• **PROBLEM**: A precise repetition of every line below is the required answer.

Dataset entries
#####

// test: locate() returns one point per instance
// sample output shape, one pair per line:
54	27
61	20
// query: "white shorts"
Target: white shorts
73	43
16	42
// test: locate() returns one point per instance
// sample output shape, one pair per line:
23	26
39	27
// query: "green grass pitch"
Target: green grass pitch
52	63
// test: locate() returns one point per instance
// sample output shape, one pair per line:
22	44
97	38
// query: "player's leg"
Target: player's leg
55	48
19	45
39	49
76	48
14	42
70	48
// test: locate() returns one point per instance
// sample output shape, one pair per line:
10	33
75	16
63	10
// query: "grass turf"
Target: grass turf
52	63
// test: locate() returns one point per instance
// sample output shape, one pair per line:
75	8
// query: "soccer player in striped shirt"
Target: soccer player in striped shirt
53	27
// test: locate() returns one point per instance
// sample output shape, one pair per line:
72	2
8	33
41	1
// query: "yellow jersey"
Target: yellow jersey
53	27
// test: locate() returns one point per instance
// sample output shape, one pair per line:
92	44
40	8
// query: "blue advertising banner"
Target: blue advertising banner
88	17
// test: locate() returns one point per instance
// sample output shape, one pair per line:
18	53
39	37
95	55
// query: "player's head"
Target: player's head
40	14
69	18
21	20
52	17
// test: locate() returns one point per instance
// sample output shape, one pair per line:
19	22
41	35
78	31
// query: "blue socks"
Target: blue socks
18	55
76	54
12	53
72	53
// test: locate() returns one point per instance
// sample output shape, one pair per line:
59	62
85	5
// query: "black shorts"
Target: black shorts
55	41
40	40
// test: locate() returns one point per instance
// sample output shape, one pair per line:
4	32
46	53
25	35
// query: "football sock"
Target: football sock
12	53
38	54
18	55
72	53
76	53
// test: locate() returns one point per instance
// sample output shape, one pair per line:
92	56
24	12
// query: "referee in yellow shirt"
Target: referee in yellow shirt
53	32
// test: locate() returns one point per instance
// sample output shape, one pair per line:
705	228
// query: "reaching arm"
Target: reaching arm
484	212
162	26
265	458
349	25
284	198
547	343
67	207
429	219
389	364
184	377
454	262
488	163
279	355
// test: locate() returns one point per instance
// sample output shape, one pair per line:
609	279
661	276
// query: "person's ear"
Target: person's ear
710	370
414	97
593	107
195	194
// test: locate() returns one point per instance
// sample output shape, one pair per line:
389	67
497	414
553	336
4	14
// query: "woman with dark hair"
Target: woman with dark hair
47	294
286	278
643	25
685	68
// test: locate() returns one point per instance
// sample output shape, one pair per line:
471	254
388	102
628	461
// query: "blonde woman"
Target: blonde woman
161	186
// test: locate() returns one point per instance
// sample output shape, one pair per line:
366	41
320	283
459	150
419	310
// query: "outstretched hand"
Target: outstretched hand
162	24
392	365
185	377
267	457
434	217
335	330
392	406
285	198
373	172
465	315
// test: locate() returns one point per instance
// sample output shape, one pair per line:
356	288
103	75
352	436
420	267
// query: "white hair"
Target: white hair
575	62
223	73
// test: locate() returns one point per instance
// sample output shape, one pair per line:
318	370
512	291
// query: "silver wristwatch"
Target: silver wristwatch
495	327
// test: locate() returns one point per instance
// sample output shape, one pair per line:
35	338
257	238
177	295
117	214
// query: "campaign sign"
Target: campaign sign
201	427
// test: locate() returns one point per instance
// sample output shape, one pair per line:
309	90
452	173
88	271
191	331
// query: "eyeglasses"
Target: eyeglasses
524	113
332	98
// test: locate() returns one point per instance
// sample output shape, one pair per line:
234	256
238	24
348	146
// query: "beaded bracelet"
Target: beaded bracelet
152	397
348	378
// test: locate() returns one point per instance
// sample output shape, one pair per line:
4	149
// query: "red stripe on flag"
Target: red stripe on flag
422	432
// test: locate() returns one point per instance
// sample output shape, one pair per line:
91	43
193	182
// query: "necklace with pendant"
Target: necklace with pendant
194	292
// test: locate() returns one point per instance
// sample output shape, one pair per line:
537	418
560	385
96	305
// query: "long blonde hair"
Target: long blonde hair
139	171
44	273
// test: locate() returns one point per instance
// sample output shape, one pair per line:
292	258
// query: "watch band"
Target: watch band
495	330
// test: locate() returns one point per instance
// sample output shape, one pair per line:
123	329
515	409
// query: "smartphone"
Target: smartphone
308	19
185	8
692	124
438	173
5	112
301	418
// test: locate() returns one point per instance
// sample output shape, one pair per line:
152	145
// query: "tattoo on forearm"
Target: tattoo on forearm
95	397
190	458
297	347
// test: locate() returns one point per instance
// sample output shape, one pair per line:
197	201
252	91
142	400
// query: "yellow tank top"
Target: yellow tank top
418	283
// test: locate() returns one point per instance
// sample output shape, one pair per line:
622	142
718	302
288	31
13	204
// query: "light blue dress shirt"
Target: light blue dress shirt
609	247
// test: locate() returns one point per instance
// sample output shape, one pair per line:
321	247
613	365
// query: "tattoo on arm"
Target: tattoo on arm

#####

• **TASK OUTPUT**:
// test: locate() returns one point per instance
// sample output shape, one pair per line:
54	27
61	20
// query: "white shorts"
Target: white shorts
73	43
16	42
// test: locate() returns one point per instance
// sample output shape, one pair per line:
23	26
39	27
// query: "green grass pitch"
Target: green grass pitch
52	63
// test: locate() returns one point per instance
// sample output shape, one pair per line:
22	44
97	38
// query: "player's leg"
Target: player's leg
55	48
19	45
39	49
76	48
14	42
70	48
// test: locate() returns one point per instance
// sample output shape, one pair per line:
10	33
75	16
63	10
// query: "grass turf"
Target: grass turf
52	63
// test: locate() returns one point per instance
// sample output shape, one pair per line:
75	8
// query: "soccer player in striped shirt"
Target: soccer player in striped shirt
53	27
// test: locate() returns one point per instance
// sample output shape, one pair per line:
72	2
8	33
41	1
// query: "yellow jersey"
Target: yellow jersey
53	27
// test: locate() returns one point per instance
// sample output shape, one pair per line:
92	44
40	8
// query: "blue advertising banner"
Target: blue advertising banner
88	17
// test: locate() returns one point per instance
// sample output shape, one pair per line:
18	53
39	37
95	55
// query: "player's head"
Target: player's head
40	14
69	18
21	20
52	17
// test: locate() returns one point per instance
// sample output shape, one pair per line:
19	22
41	35
78	31
// query: "blue socks"
Target: blue socks
18	55
76	54
12	53
72	53
// test: locate() returns one point per instance
// sample output shape, one pair per line:
59	62
85	5
// query: "black shorts"
Target: black shorts
55	41
40	40
// test: locate() returns one point per instance
// sample output shape, one pair per line:
4	32
46	53
25	35
// query: "football sock"
Target: football sock
12	53
38	54
18	55
72	53
76	53
// test: locate() returns one point per instance
// sample output shape, one pair per line:
92	56
24	12
// query: "referee in yellow shirt"
Target: referee in yellow shirt
53	32
// test: locate() returns one point per instance
// sample output shape, one pair per line:
705	228
// query: "reaching arm"
Target: reaching arm
484	212
162	26
265	458
349	25
284	198
547	343
67	207
429	219
389	364
184	377
454	262
488	163
279	355
// test: locate() returns one point per instance
// sample output shape, one pair per line:
609	279
661	276
// query: "person's ear"
Target: person's ear
710	370
414	97
593	107
195	194
// test: locate() returns one point per instance
// sample output shape, one pair per line:
389	67
497	414
553	336
4	14
// query: "woman with dark hair"
Target: woman with dark hair
47	294
286	278
643	25
685	68
// test: locate() returns one point per instance
// sample output shape, one pair per line:
471	254
388	102
628	461
// query: "blonde woman"
Target: blonde woman
161	186
// test: locate() returns one point per instance
// sample output shape, one pair per line:
366	41
320	283
459	150
419	310
// query: "outstretched hand"
Target: outstretched hand
162	24
392	365
185	377
267	457
434	217
335	330
392	406
285	198
373	172
465	315
// test: locate() returns one point per instance
// sample output shape, one pair per line:
356	288
103	75
352	436
420	267
// query: "white hair"
Target: white hair
575	62
223	73
// test: locate() returns one point per instance
// sample output shape, one pair per line:
318	370
512	291
// query: "silver wristwatch"
Target: silver wristwatch
495	327
// test: locate() returns one point per instance
// sample output shape, one pair per line:
35	338
257	238
177	295
117	214
// query: "campaign sign"
Target: campaign sign
201	427
// test: locate() returns one point per instance
// sample output shape, one pair per line:
309	90
452	173
88	271
191	331
// query: "eyeglasses"
Target: eyeglasses
524	113
332	98
// test: locate() returns one point per instance
// sample output shape, one pair per line:
234	256
238	24
348	146
// query: "beaded bracelet"
Target: beaded bracelet
152	397
348	378
// test: locate() returns one point per instance
// sample output shape, one pair per line:
4	149
// query: "red stripe on flag"
Target: red stripe on flag
422	432
// test: locate() returns one point per instance
// sample output shape, one pair per line:
91	43
193	182
// query: "necklace with pendant"
Target: necklace with pendant
194	292
// test: locate() returns one point per instance
// sample output shape, one pair per line:
537	418
560	385
96	305
// query: "long blonde hair"
Target: long blonde hair
139	171
44	273
// test: locate() returns one point per instance
// sample output shape, one pair per line:
292	258
// query: "watch band"
Target: watch band
495	330
// test: locate() returns one point per instance
// sample output shape, one pair per line:
123	329
515	409
// query: "smartphone"
Target: smartphone
308	19
185	8
692	124
438	173
5	112
301	418
// test: locate() returns one point per instance
// sample output shape, one pair per line:
152	145
// query: "tattoo on forearm"
Target: tattoo on forearm
95	397
190	458
297	347
// test: locate() returns one point per instance
// sample output shape, one pair per line:
197	201
252	91
142	400
// query: "yellow tank top"
Target: yellow tank top
418	283
// test: locate() returns one point per instance
// sample output shape, one pair per line:
622	142
718	302
288	31
13	204
// query: "light blue dress shirt"
Target: light blue dress shirt
609	247
// test: locate() returns one point per instance
// sample output shape, one pair per line:
321	247
613	365
// query: "tattoo on arm"
Target: tattoo on arm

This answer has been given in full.